---------- EXCERPT
Well said Kurt. Maybe an outfitters license and guiding license requirement with a requirement of habitat restoration could help the good operations to thrive and the poor to vanish? What I would like to see is sportsman stepping up to the plate, organizing and helping to take some of the drain and till incentive away. If sportsmans groups could pay the difference a farmer would make to keep a wetland wet maybe less tiling would be going on.

Keep an eye on the waterfowl license issue. There is a big push to open the license numbers in for guides and the eastern part of the state will be just like the Pierre area nowhere to go without several hundreds a gun.


----------



## KurtR (May 3, 2008)

The guide license is a great idea and we have tried to push for that to try and make the quick make a buck types disappear. With a little incentive to keep the wet areas is another idea i would help with to. That is part of the farming lease no slews or wet areas can be farmed as they make great winter spots for the game. Growing up in watertown i can say it is already harder to get land to hunt over there for waterfowl than here but we dont have any ducks or geese here is what i have been told from people back home :wink:


----------



## swift (Jun 4, 2004)

You and I aren't too far off. We almost moved to Mobridge a few years ago but my wife didn't want to deliver babies and they wanted her to so we moved elsewhere. We have some ducks around the area but this fall it was a wierd year. I have culitvated friendships over the 6 years here and have plenty of places to hunt. I had the retired local game warden tell me that "everyone with a dog is a guide around here" there is some truth to that. A license would be a good thing.


----------



## Plainsman (Jul 30, 2003)

> There is no one group to blame we are equally to blame for greed.


Your whole assessment was good swift, but the last sentence should tell the whole world you have a realistic look and don't blame everyone else but yourself. There is no greater measure of integrity than a willingness to include yourself in the problem. My only point is a tip of the hat to you. :thumb:


----------
--------------------
---------- GIVEN DATA
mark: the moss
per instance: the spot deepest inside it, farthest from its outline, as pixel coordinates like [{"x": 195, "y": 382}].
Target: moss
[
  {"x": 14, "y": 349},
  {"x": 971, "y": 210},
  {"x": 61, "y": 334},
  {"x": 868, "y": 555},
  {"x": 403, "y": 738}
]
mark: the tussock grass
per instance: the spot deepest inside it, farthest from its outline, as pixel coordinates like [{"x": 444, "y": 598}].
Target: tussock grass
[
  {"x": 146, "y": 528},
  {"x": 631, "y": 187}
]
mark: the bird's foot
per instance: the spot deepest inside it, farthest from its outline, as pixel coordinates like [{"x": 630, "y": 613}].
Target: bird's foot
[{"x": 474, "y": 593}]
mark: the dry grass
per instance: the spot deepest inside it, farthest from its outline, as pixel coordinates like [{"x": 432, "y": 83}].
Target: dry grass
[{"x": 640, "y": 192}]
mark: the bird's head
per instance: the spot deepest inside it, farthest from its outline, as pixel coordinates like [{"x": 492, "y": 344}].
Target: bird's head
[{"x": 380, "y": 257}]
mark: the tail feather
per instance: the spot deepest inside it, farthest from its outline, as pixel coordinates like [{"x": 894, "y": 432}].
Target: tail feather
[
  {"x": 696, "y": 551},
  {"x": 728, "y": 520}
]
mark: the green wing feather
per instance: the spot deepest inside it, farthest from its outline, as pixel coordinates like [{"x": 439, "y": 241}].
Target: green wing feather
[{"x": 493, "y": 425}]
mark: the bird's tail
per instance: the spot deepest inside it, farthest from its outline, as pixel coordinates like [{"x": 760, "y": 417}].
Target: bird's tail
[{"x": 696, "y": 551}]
--------------------
---------- GIVEN DATA
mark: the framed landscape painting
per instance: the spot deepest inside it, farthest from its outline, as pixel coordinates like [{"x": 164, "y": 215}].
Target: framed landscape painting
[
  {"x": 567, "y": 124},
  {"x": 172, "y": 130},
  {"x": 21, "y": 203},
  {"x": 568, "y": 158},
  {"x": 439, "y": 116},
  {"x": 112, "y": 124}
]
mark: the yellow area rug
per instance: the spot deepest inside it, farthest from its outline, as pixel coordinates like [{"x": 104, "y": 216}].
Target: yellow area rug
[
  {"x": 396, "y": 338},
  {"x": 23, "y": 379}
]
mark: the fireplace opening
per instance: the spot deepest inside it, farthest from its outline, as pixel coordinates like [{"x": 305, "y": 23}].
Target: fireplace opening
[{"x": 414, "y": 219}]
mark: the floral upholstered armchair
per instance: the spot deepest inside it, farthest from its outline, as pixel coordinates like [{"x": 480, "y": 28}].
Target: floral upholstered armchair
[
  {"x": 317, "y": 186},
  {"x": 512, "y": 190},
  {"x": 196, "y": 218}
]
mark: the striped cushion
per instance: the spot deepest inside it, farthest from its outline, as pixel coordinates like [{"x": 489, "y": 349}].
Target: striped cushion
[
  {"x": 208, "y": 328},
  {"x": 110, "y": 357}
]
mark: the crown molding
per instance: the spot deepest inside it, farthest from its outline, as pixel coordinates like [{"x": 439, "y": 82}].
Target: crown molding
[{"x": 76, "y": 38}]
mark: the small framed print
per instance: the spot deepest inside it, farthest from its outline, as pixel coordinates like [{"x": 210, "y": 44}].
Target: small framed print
--------------------
__AIM__. Retype the entire forum thread word for word. These items are separate material and have no connection to the forum thread.

__SOLUTION TO THE PROBLEM__.
Well said Kurt. Maybe an outfitters license and guiding license requirement with a requirement of habitat restoration could help the good operations to thrive and the poor to vanish? What I would like to see is sportsman stepping up to the plate, organizing and helping to take some of the drain and till incentive away. If sportsmans groups could pay the difference a farmer would make to keep a wetland wet maybe less tiling would be going on.

Keep an eye on the waterfowl license issue. There is a big push to open the license numbers in for guides and the eastern part of the state will be just like the Pierre area nowhere to go without several hundreds a gun.


----------



## KurtR (May 3, 2008)

The guide license is a great idea and we have tried to push for that to try and make the quick make a buck types disappear. With a little incentive to keep the wet areas is another idea i would help with to. That is part of the farming lease no slews or wet areas can be farmed as they make great winter spots for the game. Growing up in watertown i can say it is already harder to get land to hunt over there for waterfowl than here but we dont have any ducks or geese here is what i have been told from people back home :wink:


----------



## swift (Jun 4, 2004)

You and I aren't too far off. We almost moved to Mobridge a few years ago but my wife didn't want to deliver babies and they wanted her to so we moved elsewhere. We have some ducks around the area but this fall it was a wierd year. I have culitvated friendships over the 6 years here and have plenty of places to hunt. I had the retired local game warden tell me that "everyone with a dog is a guide around here" there is some truth to that. A license would be a good thing.


----------



## Plainsman (Jul 30, 2003)

> There is no one group to blame we are equally to blame for greed.


Your whole assessment was good swift, but the last sentence should tell the whole world you have a realistic look and don't blame everyone else but yourself. There is no greater measure of integrity than a willingness to include yourself in the problem. My only point is a tip of the hat to you. :thumb:


----------